**Pointing records:**
========================================

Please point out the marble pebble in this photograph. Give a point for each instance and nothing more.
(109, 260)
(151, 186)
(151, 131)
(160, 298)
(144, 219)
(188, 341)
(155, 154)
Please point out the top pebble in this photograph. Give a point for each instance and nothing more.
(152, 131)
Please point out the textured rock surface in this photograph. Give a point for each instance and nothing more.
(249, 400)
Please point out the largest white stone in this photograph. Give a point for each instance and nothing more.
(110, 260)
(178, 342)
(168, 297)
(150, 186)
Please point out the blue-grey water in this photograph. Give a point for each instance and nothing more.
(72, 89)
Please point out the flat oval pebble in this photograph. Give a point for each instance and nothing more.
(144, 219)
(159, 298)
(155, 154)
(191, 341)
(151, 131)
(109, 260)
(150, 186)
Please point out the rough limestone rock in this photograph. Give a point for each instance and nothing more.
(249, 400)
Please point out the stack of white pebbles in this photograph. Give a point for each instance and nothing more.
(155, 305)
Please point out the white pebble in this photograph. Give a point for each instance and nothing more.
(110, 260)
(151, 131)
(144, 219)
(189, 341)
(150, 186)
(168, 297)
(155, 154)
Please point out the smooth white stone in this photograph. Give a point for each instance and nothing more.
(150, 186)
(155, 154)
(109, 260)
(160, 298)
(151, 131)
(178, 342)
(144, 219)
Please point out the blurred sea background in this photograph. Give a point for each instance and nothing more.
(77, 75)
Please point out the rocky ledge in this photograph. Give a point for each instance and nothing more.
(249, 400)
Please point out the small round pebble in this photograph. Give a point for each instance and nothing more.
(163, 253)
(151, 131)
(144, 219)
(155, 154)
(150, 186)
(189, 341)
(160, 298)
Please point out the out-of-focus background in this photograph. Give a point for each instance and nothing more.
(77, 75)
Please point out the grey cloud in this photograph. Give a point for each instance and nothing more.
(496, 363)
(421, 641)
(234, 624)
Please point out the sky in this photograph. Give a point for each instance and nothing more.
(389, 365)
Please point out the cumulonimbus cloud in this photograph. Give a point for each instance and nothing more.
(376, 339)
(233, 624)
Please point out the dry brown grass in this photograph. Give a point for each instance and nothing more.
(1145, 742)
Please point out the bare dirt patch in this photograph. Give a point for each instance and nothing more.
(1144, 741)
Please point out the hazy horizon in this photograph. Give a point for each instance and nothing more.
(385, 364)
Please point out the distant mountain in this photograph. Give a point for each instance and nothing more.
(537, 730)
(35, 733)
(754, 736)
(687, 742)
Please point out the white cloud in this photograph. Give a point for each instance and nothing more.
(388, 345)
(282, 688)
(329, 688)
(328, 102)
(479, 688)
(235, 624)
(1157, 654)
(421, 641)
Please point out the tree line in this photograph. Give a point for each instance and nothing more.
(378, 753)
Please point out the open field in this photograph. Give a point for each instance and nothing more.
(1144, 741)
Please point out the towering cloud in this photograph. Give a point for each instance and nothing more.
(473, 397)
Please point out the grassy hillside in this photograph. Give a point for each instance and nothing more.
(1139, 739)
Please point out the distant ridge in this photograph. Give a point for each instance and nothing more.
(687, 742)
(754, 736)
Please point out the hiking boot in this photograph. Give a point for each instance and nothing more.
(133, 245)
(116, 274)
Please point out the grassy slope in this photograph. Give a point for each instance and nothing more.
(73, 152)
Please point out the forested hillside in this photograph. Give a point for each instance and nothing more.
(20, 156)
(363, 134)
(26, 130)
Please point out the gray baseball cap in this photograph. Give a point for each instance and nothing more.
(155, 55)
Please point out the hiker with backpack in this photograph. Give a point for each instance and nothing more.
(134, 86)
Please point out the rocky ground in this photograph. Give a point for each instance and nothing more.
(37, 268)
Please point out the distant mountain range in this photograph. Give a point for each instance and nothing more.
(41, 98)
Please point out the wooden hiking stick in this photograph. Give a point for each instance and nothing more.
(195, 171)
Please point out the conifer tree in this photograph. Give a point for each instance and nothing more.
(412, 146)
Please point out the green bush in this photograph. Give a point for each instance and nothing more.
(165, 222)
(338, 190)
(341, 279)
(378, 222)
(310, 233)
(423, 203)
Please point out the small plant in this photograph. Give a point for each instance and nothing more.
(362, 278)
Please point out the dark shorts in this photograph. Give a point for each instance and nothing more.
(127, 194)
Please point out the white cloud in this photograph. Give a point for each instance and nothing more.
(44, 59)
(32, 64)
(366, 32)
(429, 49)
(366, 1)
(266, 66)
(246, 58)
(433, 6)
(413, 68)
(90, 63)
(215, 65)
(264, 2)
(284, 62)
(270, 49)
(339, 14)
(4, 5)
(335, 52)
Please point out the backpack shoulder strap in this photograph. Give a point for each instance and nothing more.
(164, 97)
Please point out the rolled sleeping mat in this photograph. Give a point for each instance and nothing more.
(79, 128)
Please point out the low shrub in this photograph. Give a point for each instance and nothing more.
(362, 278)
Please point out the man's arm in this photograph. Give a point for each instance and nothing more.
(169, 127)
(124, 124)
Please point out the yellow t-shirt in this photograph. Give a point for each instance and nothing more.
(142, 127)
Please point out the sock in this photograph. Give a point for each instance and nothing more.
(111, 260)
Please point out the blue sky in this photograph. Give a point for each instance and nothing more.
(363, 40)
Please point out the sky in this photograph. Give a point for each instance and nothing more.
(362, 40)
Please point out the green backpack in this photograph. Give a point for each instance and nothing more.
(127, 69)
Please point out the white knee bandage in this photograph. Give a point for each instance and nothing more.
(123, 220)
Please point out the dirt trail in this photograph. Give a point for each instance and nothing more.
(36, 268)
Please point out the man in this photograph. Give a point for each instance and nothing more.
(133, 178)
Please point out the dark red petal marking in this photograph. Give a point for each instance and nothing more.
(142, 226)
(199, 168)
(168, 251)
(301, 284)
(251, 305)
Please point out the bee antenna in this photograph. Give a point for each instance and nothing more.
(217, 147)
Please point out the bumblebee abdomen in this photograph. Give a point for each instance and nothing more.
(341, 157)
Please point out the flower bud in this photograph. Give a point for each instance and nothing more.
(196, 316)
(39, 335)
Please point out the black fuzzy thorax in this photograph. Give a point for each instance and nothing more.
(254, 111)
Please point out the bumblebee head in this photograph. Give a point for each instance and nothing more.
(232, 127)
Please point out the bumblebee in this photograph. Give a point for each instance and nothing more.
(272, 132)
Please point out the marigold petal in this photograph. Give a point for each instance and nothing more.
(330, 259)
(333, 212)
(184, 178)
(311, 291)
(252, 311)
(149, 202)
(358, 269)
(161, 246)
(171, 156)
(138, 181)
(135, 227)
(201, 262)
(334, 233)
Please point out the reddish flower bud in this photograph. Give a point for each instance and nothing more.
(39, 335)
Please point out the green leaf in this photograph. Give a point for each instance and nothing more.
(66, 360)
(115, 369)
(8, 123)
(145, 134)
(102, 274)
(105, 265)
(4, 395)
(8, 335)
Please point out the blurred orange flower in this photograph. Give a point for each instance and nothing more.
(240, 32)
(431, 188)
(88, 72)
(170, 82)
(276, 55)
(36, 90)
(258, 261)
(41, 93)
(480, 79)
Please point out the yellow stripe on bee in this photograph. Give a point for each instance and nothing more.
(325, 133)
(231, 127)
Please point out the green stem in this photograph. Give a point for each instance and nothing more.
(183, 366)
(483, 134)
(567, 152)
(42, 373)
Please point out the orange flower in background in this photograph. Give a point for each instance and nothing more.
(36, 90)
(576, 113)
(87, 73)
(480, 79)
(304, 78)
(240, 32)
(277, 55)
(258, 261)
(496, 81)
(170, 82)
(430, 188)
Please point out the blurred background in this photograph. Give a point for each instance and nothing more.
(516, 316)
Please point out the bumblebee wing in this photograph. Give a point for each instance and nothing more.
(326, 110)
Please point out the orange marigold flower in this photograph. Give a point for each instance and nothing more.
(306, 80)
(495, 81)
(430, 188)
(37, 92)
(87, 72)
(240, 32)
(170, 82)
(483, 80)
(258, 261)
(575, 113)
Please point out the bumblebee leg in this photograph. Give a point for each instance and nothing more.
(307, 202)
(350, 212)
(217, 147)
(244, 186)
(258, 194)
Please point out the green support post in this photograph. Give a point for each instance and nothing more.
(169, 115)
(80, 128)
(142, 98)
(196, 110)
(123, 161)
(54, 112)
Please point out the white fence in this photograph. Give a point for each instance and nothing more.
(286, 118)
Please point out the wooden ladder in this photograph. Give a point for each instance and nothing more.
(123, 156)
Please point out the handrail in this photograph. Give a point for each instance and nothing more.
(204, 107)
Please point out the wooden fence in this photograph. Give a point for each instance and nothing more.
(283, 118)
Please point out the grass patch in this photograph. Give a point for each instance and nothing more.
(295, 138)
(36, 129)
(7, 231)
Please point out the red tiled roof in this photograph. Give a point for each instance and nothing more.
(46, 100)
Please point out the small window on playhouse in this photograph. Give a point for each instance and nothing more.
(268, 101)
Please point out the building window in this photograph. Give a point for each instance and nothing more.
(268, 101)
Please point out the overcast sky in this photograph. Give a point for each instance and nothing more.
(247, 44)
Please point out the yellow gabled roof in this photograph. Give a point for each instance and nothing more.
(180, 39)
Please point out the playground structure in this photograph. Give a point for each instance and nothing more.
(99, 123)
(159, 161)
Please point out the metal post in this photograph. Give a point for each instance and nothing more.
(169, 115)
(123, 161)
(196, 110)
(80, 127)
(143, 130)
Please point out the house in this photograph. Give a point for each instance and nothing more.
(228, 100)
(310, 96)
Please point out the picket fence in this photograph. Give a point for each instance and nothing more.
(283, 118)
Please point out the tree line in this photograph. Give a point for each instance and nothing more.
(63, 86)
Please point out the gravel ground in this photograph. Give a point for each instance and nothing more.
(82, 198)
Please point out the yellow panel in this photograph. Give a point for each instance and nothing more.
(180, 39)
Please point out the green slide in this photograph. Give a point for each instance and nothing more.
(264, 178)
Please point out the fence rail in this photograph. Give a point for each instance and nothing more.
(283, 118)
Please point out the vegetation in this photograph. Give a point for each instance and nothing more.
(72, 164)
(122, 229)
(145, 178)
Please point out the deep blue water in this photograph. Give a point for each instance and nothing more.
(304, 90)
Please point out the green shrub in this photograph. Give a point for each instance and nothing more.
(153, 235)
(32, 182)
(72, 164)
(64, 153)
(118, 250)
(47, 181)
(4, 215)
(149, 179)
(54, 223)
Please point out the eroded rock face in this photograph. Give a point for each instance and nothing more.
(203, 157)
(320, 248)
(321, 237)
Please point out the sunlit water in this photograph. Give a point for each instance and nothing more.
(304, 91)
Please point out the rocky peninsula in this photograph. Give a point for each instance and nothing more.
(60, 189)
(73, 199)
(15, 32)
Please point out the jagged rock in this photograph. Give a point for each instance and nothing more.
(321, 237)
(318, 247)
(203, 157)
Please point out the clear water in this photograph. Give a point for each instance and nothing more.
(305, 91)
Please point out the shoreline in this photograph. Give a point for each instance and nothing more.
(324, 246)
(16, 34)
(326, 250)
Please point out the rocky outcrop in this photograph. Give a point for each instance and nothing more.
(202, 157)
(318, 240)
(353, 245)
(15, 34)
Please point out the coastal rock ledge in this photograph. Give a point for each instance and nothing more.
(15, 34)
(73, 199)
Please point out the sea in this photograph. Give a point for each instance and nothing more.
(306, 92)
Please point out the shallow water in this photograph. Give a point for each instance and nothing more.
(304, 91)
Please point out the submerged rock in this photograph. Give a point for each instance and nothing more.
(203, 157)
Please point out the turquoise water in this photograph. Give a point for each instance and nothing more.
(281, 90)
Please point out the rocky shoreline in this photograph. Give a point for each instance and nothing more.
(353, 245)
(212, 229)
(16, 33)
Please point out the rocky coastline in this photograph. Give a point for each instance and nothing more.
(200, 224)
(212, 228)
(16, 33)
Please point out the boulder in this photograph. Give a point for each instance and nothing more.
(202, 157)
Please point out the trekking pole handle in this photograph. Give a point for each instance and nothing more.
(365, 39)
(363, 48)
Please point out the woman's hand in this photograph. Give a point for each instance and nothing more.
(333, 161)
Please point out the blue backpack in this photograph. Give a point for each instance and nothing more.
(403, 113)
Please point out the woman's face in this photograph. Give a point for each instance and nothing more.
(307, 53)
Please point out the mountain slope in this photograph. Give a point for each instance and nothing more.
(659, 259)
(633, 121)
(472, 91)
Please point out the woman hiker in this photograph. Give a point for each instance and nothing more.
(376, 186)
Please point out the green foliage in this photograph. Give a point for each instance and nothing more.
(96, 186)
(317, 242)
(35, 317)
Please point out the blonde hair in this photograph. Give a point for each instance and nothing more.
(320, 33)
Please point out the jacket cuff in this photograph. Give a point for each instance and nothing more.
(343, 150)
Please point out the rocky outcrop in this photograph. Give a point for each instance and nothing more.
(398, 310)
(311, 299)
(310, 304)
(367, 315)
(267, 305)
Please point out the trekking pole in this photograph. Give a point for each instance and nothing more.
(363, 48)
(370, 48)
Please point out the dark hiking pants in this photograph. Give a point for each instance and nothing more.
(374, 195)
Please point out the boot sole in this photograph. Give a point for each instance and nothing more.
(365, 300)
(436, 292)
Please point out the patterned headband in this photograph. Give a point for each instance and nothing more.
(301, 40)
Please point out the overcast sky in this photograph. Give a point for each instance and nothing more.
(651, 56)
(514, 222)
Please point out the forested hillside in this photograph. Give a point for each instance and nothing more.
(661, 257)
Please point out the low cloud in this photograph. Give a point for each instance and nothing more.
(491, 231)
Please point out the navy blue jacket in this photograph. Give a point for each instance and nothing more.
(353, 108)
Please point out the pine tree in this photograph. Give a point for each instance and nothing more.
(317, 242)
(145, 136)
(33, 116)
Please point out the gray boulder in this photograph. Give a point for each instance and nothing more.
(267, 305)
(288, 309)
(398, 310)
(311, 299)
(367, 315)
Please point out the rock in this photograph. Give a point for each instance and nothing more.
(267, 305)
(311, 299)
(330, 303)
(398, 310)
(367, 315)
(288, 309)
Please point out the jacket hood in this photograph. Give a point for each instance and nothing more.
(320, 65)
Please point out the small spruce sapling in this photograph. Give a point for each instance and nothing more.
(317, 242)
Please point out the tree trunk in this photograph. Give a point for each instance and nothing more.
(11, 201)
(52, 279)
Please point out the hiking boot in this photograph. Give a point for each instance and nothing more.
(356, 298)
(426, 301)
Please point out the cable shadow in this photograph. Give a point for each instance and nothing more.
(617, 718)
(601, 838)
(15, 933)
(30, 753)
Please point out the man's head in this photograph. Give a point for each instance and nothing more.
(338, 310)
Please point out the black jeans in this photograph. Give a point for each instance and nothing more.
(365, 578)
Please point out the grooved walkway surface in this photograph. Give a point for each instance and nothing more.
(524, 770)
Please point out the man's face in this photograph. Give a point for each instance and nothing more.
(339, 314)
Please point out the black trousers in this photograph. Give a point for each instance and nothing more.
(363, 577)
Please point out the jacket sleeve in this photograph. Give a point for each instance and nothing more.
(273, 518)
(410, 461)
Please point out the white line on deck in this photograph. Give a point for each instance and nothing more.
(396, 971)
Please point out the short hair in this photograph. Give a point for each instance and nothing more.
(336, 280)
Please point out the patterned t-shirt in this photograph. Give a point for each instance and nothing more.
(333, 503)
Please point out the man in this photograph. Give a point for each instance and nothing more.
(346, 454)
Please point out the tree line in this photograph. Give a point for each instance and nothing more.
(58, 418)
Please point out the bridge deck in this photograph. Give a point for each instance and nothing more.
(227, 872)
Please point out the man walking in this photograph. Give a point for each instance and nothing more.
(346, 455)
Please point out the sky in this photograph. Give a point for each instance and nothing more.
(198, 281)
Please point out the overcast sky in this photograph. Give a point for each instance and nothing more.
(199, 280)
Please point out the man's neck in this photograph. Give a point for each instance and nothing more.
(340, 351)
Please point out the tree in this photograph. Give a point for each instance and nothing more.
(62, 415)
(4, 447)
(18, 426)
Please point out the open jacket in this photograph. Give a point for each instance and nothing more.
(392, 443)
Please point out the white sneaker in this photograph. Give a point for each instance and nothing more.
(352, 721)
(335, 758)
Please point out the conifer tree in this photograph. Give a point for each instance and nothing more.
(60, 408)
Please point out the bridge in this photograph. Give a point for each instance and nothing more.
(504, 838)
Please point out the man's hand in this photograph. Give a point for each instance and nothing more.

========================================

**What to work on:** Copy out exactly the lines running from the line with "Please point out the bridge deck" to the end of the records, inclusive.

**Exercise output:**
Please point out the bridge deck in this photograph. Give a point for each instance and nothing more.
(227, 872)
Please point out the man walking in this photograph. Give a point for each instance and nothing more.
(346, 455)
Please point out the sky in this photograph. Give a point for each instance and nothing more.
(198, 281)
Please point out the overcast sky in this photograph. Give a point for each instance and nothing more.
(199, 280)
Please point out the man's neck in this photograph. Give a point for each instance and nothing more.
(340, 351)
Please point out the tree in this photograph. Give a point for each instance and nothing more.
(62, 415)
(4, 447)
(18, 426)
Please point out the open jacket in this photograph. Give a point for each instance and nothing more.
(392, 443)
Please point out the white sneaker in this photograph. Give a point for each instance and nothing more.
(352, 721)
(335, 758)
Please point out the conifer tree in this photograph. Give a point for each instance and nothing more.
(60, 408)
Please point out the bridge in this photograph. Give a point for each instance and nothing more.
(504, 838)
Please point out the man's hand in this photograph. Give a point for each instance and nothing more.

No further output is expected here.